- [DATASET EXTRACT]:
···

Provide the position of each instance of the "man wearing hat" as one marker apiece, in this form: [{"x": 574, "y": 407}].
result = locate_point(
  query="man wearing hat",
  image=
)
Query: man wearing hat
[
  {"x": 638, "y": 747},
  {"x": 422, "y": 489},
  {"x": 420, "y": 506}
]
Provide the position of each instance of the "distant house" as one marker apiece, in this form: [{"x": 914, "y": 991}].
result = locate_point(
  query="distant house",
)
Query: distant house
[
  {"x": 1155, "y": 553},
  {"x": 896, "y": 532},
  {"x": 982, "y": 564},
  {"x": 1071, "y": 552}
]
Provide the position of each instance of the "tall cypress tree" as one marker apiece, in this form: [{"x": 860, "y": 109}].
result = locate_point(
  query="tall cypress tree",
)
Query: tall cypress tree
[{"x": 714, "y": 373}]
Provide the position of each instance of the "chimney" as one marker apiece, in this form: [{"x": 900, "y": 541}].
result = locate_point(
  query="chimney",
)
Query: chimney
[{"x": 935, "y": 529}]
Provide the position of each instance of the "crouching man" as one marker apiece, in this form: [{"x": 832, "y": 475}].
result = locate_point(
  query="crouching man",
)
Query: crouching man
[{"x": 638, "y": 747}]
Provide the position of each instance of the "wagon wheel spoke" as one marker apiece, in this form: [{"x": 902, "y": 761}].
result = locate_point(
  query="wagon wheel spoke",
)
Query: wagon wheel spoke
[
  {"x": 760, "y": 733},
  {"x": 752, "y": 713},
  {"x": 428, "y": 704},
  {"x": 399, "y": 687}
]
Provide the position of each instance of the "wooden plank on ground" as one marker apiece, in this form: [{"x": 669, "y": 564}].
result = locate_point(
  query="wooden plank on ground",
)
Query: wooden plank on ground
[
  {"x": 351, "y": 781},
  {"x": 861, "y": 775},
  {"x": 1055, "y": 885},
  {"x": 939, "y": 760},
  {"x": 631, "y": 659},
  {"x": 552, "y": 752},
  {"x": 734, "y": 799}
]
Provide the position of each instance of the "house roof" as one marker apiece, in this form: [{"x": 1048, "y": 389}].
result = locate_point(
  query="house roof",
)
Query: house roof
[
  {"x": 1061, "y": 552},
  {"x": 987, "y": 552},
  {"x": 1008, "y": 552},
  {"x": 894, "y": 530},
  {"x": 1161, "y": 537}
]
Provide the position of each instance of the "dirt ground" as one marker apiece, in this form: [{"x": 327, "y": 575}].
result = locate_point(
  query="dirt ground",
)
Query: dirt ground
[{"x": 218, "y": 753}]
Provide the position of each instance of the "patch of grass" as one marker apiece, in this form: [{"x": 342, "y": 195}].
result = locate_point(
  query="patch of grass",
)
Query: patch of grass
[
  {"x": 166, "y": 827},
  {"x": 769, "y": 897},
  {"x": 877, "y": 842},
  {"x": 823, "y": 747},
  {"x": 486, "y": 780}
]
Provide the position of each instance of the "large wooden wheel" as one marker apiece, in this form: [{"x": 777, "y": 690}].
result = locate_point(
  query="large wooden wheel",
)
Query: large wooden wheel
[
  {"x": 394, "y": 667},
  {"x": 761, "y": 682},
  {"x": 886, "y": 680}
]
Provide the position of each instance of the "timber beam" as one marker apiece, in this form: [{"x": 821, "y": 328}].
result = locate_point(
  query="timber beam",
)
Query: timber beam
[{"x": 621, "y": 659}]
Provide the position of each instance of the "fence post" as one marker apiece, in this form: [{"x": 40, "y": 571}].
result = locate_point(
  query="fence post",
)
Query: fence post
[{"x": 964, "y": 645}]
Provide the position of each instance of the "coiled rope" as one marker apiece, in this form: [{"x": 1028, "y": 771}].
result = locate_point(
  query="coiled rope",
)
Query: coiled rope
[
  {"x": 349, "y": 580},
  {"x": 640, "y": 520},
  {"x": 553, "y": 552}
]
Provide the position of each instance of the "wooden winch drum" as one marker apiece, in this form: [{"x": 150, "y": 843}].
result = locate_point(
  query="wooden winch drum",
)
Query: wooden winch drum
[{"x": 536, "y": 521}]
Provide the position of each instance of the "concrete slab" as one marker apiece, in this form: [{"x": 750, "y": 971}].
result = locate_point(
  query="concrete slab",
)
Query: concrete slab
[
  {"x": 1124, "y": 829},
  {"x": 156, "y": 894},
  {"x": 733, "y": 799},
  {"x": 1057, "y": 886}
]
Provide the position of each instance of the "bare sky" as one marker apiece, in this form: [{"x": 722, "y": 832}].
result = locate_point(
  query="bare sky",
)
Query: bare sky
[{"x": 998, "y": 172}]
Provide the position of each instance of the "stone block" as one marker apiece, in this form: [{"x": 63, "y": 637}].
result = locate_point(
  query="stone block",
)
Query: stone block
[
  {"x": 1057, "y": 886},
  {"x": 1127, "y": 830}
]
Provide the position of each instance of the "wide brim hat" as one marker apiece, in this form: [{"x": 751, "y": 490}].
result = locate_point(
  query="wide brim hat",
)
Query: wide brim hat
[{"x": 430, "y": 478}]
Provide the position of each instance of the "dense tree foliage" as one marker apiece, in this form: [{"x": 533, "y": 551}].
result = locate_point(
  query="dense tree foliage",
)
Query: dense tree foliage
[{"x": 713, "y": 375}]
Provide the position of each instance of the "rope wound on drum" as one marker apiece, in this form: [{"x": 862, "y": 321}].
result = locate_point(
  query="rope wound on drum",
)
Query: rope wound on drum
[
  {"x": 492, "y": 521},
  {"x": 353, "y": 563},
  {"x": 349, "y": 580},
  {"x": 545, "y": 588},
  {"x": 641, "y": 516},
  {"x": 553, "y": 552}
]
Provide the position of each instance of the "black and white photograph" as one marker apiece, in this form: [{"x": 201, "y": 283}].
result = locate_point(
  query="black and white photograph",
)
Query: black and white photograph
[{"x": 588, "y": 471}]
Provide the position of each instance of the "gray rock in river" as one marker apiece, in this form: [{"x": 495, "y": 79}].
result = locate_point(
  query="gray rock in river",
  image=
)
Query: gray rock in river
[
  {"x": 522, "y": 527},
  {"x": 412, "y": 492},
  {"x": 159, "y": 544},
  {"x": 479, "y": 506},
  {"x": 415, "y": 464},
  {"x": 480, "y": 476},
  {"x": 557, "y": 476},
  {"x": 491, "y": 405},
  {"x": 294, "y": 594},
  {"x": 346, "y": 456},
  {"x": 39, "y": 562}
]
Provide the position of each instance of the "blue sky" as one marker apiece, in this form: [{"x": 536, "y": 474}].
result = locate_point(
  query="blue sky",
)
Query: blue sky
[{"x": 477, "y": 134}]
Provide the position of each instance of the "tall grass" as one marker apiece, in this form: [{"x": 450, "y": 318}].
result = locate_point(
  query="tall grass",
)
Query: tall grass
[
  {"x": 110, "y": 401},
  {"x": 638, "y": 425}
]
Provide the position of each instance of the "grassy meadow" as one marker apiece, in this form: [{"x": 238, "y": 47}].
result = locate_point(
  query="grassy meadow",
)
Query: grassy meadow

···

Word for word, quote all of the data above.

- [EXPECTED OUTPUT]:
Provide the position of each instance of the "man wearing hat" as one marker apiece, in this form: [{"x": 574, "y": 407}].
result = locate_point(
  query="man wearing hat",
  image=
)
Query: man wearing hat
[
  {"x": 638, "y": 747},
  {"x": 422, "y": 489},
  {"x": 420, "y": 506}
]
Provide the position of each instance of the "distant house" as one marker apiece, in this form: [{"x": 914, "y": 991}].
result = locate_point(
  query="distant house",
)
Query: distant house
[
  {"x": 1155, "y": 553},
  {"x": 896, "y": 532},
  {"x": 982, "y": 564},
  {"x": 1071, "y": 552}
]
Provide the position of each instance of the "tall cypress tree" as one marker apiece, in this form: [{"x": 860, "y": 109}].
result = locate_point(
  query="tall cypress tree",
)
Query: tall cypress tree
[{"x": 714, "y": 373}]
Provide the position of each instance of the "chimney" as one marker apiece, in this form: [{"x": 900, "y": 541}].
result = locate_point(
  query="chimney",
)
Query: chimney
[{"x": 935, "y": 529}]
Provide the position of each instance of the "crouching man" as one marker apiece, in this form: [{"x": 832, "y": 475}].
result = locate_point(
  query="crouching man",
)
Query: crouching man
[{"x": 638, "y": 747}]
Provide the position of each instance of the "wagon wheel spoke" as one marker apiece, in this form: [{"x": 902, "y": 761}].
result = locate_point(
  query="wagon wheel spoke",
)
Query: wagon wheel spoke
[
  {"x": 760, "y": 733},
  {"x": 752, "y": 713},
  {"x": 428, "y": 704},
  {"x": 399, "y": 687}
]
Provide the position of each instance of the "wooden plank on ground" as one marker apiece, in this form: [{"x": 669, "y": 564}].
result = locate_point(
  query="wooden plank on ground",
)
Query: wooden plank on ground
[
  {"x": 351, "y": 781},
  {"x": 861, "y": 775},
  {"x": 1055, "y": 885},
  {"x": 939, "y": 760},
  {"x": 631, "y": 659},
  {"x": 552, "y": 752},
  {"x": 734, "y": 799}
]
Provide the position of each instance of the "house roof" as one marker apiece, in this form: [{"x": 1048, "y": 389}].
result = locate_point(
  query="house roof",
)
Query: house roof
[
  {"x": 1061, "y": 552},
  {"x": 987, "y": 552},
  {"x": 1008, "y": 552},
  {"x": 894, "y": 530},
  {"x": 1161, "y": 537}
]
Provide the position of each instance of the "dirt ground" as one marker apiece, in this form: [{"x": 327, "y": 575}].
result = locate_point(
  query="dirt ground",
)
Query: dirt ground
[{"x": 218, "y": 753}]
Provide the position of each instance of the "patch of grass" as one marker apiece, in this form: [{"x": 342, "y": 195}].
result = locate_point(
  query="patch of grass",
)
Query: patch of grass
[
  {"x": 166, "y": 827},
  {"x": 769, "y": 897},
  {"x": 877, "y": 842},
  {"x": 823, "y": 747},
  {"x": 486, "y": 780}
]
Provide the position of each instance of the "large wooden wheel" as one marker apiece, in this form: [{"x": 777, "y": 690}].
result = locate_point(
  query="large wooden wheel",
)
Query: large wooden wheel
[
  {"x": 394, "y": 667},
  {"x": 761, "y": 682},
  {"x": 886, "y": 680}
]
Provide the position of each instance of the "timber beam" as one marker apiece, in this form: [{"x": 821, "y": 328}].
result = locate_point(
  query="timber beam",
)
Query: timber beam
[{"x": 621, "y": 659}]
Provide the position of each instance of the "fence post" as one marker apiece, in this form: [{"x": 40, "y": 571}].
result = locate_point(
  query="fence post",
)
Query: fence post
[{"x": 964, "y": 645}]
Provide the position of each instance of the "coiled rope" as one marker apiece, in this form: [{"x": 1028, "y": 771}].
result = locate_point(
  query="coiled rope",
)
Query: coiled rope
[
  {"x": 349, "y": 580},
  {"x": 640, "y": 520},
  {"x": 553, "y": 552}
]
Provide the position of each instance of the "wooden winch drum" as one marker apiece, in this form: [{"x": 150, "y": 843}].
result = locate_point(
  query="wooden winch drum",
)
Query: wooden winch drum
[{"x": 536, "y": 521}]
Provide the position of each instance of the "concrete slab" as one marker apiece, in this form: [{"x": 750, "y": 971}].
result = locate_point(
  query="concrete slab",
)
Query: concrete slab
[
  {"x": 1124, "y": 829},
  {"x": 156, "y": 894},
  {"x": 733, "y": 799},
  {"x": 1057, "y": 886}
]
Provide the position of each instance of the "bare sky" as one marker apiece, in this form: [{"x": 722, "y": 832}].
result = locate_point(
  query="bare sky",
)
Query: bare sky
[{"x": 998, "y": 172}]
Provide the position of each instance of the "stone block" as one marker apiece, in this form: [{"x": 63, "y": 637}].
result = locate_point(
  query="stone block",
)
Query: stone block
[
  {"x": 1057, "y": 886},
  {"x": 1127, "y": 830}
]
Provide the position of each instance of the "wide brim hat" as one marker apiece, in this form: [{"x": 751, "y": 490}].
result = locate_point(
  query="wide brim hat",
)
Query: wide brim hat
[{"x": 430, "y": 478}]
Provide the position of each instance of the "dense tree foliage" as one marker apiece, in this form: [{"x": 533, "y": 551}].
result = locate_point(
  query="dense tree foliage",
)
Query: dense tree foliage
[{"x": 713, "y": 375}]
Provide the position of each instance of the "rope wound on drum" as one marker apiece, in this form: [{"x": 862, "y": 321}].
result = locate_point(
  query="rope wound on drum",
)
Query: rope wound on drum
[
  {"x": 492, "y": 521},
  {"x": 353, "y": 563},
  {"x": 349, "y": 580},
  {"x": 545, "y": 588},
  {"x": 641, "y": 516},
  {"x": 553, "y": 552}
]
Provide the position of each instance of the "black and white photograph" as one marker apiece, in this form: [{"x": 201, "y": 283}].
result = locate_point(
  query="black and white photograph",
)
Query: black and white photograph
[{"x": 588, "y": 471}]
Provide the position of each instance of the "gray rock in river" as one marker apiece, in this form: [{"x": 495, "y": 79}].
result = locate_point(
  query="gray rock in river",
  image=
)
Query: gray rock in river
[
  {"x": 522, "y": 527},
  {"x": 412, "y": 492},
  {"x": 159, "y": 544},
  {"x": 479, "y": 506},
  {"x": 415, "y": 464},
  {"x": 480, "y": 476},
  {"x": 557, "y": 476},
  {"x": 491, "y": 405},
  {"x": 294, "y": 594},
  {"x": 346, "y": 456},
  {"x": 39, "y": 562}
]
Provide the position of each instance of the "blue sky" as one marker apiece, in this form: [{"x": 536, "y": 474}].
result = locate_point(
  query="blue sky",
)
Query: blue sky
[{"x": 477, "y": 134}]
Provide the position of each instance of the "tall grass" as one marker apiece, in this form: [{"x": 450, "y": 318}].
result = locate_point(
  query="tall grass",
)
Query: tall grass
[
  {"x": 110, "y": 401},
  {"x": 638, "y": 425}
]
Provide the position of each instance of the "grassy meadow" as one marker apiece, in this form: [{"x": 238, "y": 47}].
result = locate_point(
  query="grassy meadow",
)
Query: grassy meadow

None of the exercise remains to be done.